Since the late 1990s, Paul K.Y. Wong, PhD, from the University of Texas MD Anderson Cancer Center has been exploring what goes wrong in blood and brain cells when the A-T protein is missing. Although A-T is not the primary research focus for Dr. Wong, a leading investigator in the area of mouse retroviruses as a model for HIV associated dementia, his laboratory has produced more than 10 A-T related papers in the past decade.
Previously, Dr. Wong’s lab explored the development of the aggressive thymic lymphoma that occurs in A-T mice, as well as methods to prevent it. His lab also found that oxidative stress exists in blood cells from these mice. More recently, Dr. Wong and his team demonstrated that oxidative stress-mediated growth defects exist in neural stem cells and astrocytes from A-T mice.

## Source material
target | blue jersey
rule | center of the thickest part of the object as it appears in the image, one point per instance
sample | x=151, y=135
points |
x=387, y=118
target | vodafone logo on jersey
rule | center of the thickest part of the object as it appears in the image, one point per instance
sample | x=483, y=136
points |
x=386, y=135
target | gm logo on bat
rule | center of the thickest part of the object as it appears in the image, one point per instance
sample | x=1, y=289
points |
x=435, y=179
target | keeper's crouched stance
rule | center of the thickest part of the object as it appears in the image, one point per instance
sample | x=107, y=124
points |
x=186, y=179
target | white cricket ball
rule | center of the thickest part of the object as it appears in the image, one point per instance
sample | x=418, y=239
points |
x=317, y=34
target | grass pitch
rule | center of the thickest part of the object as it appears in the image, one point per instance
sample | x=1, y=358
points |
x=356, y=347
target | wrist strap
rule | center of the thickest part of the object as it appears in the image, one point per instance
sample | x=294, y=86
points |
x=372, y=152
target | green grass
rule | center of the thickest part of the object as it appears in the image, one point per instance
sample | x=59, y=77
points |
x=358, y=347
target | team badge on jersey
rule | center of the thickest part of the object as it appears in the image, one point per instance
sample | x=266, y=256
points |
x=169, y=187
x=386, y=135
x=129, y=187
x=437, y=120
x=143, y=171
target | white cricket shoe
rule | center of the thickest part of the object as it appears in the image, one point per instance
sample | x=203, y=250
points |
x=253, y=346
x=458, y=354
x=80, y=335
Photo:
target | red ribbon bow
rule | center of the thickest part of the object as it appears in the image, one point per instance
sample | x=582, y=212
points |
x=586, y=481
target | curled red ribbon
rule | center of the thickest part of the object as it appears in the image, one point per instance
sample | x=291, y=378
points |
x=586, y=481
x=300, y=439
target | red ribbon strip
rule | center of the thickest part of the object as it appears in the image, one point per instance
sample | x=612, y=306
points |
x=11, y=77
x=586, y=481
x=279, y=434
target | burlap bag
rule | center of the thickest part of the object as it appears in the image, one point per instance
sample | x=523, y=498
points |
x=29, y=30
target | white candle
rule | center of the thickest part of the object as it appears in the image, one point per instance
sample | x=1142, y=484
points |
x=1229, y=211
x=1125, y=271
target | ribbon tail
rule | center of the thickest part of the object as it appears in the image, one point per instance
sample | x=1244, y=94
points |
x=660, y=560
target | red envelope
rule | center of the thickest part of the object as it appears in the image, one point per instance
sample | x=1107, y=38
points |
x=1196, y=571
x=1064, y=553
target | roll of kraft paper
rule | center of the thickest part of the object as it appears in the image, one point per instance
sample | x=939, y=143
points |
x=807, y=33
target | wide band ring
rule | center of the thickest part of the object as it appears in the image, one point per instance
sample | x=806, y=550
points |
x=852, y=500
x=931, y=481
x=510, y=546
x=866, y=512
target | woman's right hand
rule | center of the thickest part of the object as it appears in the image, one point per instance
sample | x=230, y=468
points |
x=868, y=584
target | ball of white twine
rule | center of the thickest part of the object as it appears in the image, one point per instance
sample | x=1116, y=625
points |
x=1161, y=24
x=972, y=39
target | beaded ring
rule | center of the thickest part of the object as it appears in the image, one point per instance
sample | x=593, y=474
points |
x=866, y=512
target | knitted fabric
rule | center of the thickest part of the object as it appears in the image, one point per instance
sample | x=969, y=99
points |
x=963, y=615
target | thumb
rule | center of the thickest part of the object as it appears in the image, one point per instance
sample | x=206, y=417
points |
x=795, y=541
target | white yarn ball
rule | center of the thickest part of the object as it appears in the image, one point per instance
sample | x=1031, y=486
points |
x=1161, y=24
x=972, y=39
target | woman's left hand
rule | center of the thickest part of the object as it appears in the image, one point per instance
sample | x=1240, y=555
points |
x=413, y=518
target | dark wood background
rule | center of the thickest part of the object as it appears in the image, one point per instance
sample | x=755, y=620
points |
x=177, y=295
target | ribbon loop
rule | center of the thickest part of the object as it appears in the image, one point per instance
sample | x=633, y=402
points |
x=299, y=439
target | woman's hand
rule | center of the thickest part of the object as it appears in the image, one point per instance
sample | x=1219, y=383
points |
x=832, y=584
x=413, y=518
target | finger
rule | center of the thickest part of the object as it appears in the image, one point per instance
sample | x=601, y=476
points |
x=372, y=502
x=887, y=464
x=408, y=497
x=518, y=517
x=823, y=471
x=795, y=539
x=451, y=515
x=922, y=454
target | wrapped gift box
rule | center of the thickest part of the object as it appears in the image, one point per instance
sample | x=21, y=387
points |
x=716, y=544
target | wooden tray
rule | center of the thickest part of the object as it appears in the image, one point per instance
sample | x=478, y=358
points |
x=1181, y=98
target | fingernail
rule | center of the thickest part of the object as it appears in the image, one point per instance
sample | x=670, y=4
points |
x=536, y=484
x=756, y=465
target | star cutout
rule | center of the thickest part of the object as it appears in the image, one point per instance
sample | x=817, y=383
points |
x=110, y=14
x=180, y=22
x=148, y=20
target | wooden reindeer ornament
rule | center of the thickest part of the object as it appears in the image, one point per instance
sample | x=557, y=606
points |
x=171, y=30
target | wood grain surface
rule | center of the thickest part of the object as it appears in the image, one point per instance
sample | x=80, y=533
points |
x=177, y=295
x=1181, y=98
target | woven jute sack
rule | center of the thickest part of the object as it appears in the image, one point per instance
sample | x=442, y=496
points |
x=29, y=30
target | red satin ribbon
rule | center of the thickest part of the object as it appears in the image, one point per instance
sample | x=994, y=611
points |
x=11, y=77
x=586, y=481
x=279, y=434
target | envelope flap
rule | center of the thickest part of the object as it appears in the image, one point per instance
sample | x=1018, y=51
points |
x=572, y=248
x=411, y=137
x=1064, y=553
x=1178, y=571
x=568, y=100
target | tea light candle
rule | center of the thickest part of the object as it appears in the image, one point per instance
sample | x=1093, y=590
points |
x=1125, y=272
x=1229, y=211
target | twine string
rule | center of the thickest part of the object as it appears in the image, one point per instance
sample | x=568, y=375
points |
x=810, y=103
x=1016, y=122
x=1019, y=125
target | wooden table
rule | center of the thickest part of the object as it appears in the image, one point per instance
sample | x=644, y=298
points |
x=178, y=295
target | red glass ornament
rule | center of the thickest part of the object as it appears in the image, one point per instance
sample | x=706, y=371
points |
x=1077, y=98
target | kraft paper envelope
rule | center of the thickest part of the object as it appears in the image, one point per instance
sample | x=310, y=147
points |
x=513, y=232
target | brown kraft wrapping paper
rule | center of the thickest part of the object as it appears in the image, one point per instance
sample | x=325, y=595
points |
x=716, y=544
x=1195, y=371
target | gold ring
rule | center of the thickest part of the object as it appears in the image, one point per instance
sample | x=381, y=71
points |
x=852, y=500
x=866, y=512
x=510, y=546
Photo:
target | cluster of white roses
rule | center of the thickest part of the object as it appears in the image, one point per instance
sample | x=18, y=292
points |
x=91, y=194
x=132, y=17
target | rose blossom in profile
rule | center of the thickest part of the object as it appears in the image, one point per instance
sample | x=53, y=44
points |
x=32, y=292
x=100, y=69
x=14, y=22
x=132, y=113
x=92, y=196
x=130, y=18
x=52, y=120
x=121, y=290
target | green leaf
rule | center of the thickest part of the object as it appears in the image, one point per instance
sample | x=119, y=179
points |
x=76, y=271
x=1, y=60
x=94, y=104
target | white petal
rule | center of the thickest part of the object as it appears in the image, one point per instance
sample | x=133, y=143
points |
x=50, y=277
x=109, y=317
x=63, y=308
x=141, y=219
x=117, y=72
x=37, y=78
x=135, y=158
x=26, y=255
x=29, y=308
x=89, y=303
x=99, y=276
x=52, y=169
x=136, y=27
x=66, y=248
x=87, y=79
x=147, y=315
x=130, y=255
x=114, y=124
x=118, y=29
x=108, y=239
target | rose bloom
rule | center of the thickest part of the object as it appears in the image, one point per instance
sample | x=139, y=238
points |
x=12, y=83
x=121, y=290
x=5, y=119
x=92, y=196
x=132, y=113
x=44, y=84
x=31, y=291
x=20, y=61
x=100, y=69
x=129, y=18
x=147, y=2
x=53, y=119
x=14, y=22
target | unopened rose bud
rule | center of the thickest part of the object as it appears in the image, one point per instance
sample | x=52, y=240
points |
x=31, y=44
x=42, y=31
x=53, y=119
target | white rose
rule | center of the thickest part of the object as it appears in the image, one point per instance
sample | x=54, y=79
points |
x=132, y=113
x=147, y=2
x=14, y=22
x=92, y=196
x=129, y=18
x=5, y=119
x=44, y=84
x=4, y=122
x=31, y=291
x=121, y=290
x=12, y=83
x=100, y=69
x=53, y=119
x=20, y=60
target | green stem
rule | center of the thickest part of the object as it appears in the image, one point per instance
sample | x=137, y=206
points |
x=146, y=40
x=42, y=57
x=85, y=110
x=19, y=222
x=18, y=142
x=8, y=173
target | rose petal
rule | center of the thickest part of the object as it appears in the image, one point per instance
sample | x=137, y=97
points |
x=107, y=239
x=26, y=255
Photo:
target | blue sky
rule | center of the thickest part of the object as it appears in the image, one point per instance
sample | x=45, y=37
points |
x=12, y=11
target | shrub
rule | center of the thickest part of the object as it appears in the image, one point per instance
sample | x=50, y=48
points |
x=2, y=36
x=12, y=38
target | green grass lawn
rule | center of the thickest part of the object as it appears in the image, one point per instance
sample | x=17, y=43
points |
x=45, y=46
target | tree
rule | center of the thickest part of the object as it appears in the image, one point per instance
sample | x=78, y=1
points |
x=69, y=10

## Questions
1 – Do these statements agree with the passage about Dr. Wong's A-T research? Answer yes or no for each, and quote the words from the passage that decide it.
(a) Dr. Wong's laboratory has produced more than 10 A-T related papers in the past decade.
(b) A-T is the primary research focus for Dr. Wong.
(c) Dr. Wong's lab found oxidative stress in blood cells from A-T mice.
2 – According to the passage about Dr. Wong's A-T research, in which cells did Dr. Wong and his team recently show oxidative stress-mediated growth defects?
3 – Write the next part of the passage about Dr. Wong's A-T research, picking up after its final sentence.
None of the work here draws on the records.

## Solved tasks
1 –
(a) Yes: "his laboratory has produced more than 10 A-T related papers in the past decade"
(b) No: "A-T is not the primary research focus for Dr. Wong"
(c) Yes: "His lab also found that oxidative stress exists in blood cells from these mice"

2 – In neural stem cells and astrocytes from A-T mice.

3 –
Neural stem cells give rise to the two types of mature brain cells, neurons and glia. Astrocytes are a special type of glia that support, signal to and influence the metabolism and activities of neurons. Lack of ATM protein leads to abnormally high levels of free radicals in brain cells, which results in chronic oxidative stress and the activation of specific downstream signaling pathways. These abnormalities in A-T mouse brain cells may, at least in part, explain the neurodegeneration associated with A-T in humans. In addition, Dr. Wong’s translational research exploring these abnormalities may one day lead to potential therapies for individuals with A-T.
Over the years, Dr. Wong’s A-T related research has been supported exclusively by the MD Anderson Cancer Center and disease advocacy organizations like the A-T Children’s Project.